• _TASK_: Starting at the line that contains "# find one point", output each line through the end of the data exactly, and nothing more.
───── DATA FOR THE TASK ─────
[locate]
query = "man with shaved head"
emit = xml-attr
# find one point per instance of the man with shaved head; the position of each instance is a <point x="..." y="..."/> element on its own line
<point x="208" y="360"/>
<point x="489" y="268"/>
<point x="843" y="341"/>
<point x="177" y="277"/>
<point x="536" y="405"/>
─────
• _OUTPUT OF THE TASK_:
# find one point per instance of the man with shaved head; the position of each instance is a <point x="..." y="..."/> element on its own line
<point x="208" y="360"/>
<point x="489" y="268"/>
<point x="843" y="341"/>
<point x="177" y="277"/>
<point x="536" y="405"/>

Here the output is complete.